## Qué se pide
**A.** Sustituye "fantasía" por "ilusión" en el texto sobre la maternidad y copia todo lo que va desde "Por supuesto, no" hasta "de tus hijos.".
**B.** Continúa el texto sobre la maternidad a partir de su última oración.

Mi amiga asiente en un gesto de comprensión: “Ah, como Barbra Streisand en Los padres de él. Actitud positiva con el sexo, vestida con un caftán hippie y todo eso”.
“Nada de caftanes”, le digo un poco irritada. Gloria me apacigua con una chocolatina digestiva baja en grasas, la tercera.
“¿Antes qué clase de madre pensabas que serías?”, pregunta.
Buena pregunta.
La respuesta ha ido cambiando un poco con el tiempo. Cuando tenía seis años, daba por hecho que tendría 11 hijos con las rodillas manchadas, con un enorme cociente intelectual, con nombres como Diggory y Arabella y con tendencia a resolver delitos a escala global. Cuando era una adolescente complicada, me oponía de lleno a tener hijos y me irritaba igual que las brujas de Roald Dahlcon el simple tufillo a niño en el transporte público.
Cumplidos los 30, me quedé embarazada y empecé a devorar libros para padres, para decidir qué clase de crianza quería seguir cuando naciera el bebé. Como madre primeriza, acosada por la depresión posparto, pasé meses despreciándome a mí misma porque mi salón deslucido no estaba a la altura de las versiones alegres y monocromáticas de las otras madres de Instagram.
La clase de padre o madre que serás no es algo que puedas escoger pieza por pieza, sino que depende en gran medida del modo en que te criaron a ti.
Por supuesto, no podía saber que todo eso era mentira. Que, de niña, mi fantasía no era tanto una idea de maternidad como un plagio de la obra entera de Enid Blyton. O que, siendo ya adulta, la clase de padre o madre que serás no es algo que puedas escoger pieza por pieza, sino que depende en gran medida del modo en que te criaron a ti, de lo que aprendiste con esa crianza y de la naturaleza de tus hijos.

## Datos extraídos
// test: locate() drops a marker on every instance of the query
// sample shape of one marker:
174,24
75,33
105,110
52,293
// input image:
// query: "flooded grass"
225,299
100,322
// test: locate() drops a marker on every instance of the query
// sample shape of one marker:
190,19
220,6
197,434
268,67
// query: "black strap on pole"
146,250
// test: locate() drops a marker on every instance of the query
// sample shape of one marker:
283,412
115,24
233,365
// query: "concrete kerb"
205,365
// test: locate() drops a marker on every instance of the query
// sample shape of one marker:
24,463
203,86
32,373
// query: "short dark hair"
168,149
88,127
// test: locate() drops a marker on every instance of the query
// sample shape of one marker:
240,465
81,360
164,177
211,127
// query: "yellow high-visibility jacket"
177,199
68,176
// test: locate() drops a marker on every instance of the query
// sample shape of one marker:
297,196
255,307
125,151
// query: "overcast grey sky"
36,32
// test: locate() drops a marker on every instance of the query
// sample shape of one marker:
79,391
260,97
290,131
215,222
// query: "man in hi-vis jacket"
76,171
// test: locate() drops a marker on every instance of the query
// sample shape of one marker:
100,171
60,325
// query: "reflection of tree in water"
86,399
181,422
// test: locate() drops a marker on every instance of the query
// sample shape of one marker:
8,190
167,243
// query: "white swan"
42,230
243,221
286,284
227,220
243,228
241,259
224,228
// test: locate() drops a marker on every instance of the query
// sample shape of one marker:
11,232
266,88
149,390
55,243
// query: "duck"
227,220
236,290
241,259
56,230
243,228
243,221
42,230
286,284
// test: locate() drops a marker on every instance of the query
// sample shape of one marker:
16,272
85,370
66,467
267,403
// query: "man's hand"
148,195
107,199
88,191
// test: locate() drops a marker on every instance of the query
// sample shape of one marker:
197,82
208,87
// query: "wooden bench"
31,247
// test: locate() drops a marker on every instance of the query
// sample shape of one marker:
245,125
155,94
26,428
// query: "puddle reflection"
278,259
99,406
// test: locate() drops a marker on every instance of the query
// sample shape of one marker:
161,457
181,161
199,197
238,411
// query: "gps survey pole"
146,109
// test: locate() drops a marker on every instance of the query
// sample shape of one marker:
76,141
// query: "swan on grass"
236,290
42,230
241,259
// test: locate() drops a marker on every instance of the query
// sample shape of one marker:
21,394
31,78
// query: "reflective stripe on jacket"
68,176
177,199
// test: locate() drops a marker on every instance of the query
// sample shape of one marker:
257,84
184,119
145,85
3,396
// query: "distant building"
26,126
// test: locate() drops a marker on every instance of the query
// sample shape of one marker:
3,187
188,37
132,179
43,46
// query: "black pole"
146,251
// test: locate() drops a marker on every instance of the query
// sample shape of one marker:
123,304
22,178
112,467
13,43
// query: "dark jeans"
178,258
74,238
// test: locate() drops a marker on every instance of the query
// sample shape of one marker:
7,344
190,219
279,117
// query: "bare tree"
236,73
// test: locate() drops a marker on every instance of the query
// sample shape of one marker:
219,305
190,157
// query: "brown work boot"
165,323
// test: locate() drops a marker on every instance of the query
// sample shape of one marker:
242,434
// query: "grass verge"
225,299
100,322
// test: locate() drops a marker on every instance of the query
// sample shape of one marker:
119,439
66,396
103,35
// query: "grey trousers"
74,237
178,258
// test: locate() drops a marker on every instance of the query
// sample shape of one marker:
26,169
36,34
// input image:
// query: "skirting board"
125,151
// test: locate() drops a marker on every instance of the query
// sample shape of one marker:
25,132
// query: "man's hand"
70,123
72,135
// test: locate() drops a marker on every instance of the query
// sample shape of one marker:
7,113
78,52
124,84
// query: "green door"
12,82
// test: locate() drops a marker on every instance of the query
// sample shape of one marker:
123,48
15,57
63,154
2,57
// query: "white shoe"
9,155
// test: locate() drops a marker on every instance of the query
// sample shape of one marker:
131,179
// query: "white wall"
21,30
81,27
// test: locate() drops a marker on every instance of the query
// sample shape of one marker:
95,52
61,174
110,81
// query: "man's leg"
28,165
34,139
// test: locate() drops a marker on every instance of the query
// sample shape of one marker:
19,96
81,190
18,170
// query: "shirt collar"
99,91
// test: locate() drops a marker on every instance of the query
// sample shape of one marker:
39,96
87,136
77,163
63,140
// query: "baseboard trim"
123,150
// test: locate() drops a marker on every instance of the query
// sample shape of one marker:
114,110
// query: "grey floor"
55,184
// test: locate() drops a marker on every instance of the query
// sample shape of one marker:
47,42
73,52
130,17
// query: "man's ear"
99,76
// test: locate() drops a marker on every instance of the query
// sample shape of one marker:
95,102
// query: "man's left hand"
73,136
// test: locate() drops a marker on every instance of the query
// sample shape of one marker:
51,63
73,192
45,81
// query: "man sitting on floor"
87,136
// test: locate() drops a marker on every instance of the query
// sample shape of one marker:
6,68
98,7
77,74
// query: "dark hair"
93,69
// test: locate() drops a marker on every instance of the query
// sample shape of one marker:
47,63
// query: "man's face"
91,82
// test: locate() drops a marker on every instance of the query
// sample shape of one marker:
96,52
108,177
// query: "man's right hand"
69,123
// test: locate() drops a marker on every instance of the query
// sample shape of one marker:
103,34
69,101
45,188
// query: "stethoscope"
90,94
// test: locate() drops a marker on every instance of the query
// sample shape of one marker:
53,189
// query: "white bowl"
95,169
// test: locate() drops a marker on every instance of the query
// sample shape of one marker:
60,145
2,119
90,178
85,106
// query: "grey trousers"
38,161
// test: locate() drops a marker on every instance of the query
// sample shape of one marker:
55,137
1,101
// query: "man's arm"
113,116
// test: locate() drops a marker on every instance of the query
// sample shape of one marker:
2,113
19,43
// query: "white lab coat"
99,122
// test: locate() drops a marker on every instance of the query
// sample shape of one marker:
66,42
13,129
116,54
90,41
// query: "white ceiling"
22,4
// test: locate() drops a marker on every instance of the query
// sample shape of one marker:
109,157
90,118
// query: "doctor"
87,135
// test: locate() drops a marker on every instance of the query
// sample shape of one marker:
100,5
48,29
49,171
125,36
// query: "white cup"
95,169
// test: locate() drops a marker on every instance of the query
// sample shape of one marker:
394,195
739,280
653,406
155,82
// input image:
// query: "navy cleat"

## Soluciones del ejercicio
**A.**
Por supuesto, no podía saber que todo eso era mentira. Que, de niña, mi ilusión no era tanto una idea de maternidad como un plagio de la obra entera de Enid Blyton. O que, siendo ya adulta, la clase de padre o madre que serás no es algo que puedas escoger pieza por pieza, sino que depende en gran medida del modo en que te criaron a ti, de lo que aprendiste con esa crianza y de la naturaleza de tus hijos.

**B.**
Mis hijos han resultado ser graciosos, dulces y curiosos. Aunque sé que la vida irá minando en cierta medida esos rasgos a medida que vayan a la universidad y tengan pareja y demás, me gustaría ser una fuente de fortaleza y consuelo cuando suceda. Quiero que los aterradores golpes que reciban del mundo exterior les resulten más manejables y menos abrumadores y me gustaría ayudarles a restablecer su naturaleza graciosa, curiosa y dulce.
Reflexiono sobre si conviene decirle todo esto a Gloria, pero sospecho que me volverá a mencionar lo de los caftanes hippies. Así pues, cojo una galletita y pregunto: ”¿Y tú qué clase de madre quieres ser?”.
Gloria se gira hacia su hijo, cuya cabeza pelirroja está inclinada para contemplar en silencio los Lego.
“¿Has visto la película Tenemos que hablar de Kevin?”, pregunta.
“Eh... ¿Esa en la que el hijo adolescente de Tilda Swinton resulta ser un psicópata asesino?”.
“Esa”. Gloria asiente con ímpetu. “No quiero ser esa clase de madre”.
No se puede decir más claro.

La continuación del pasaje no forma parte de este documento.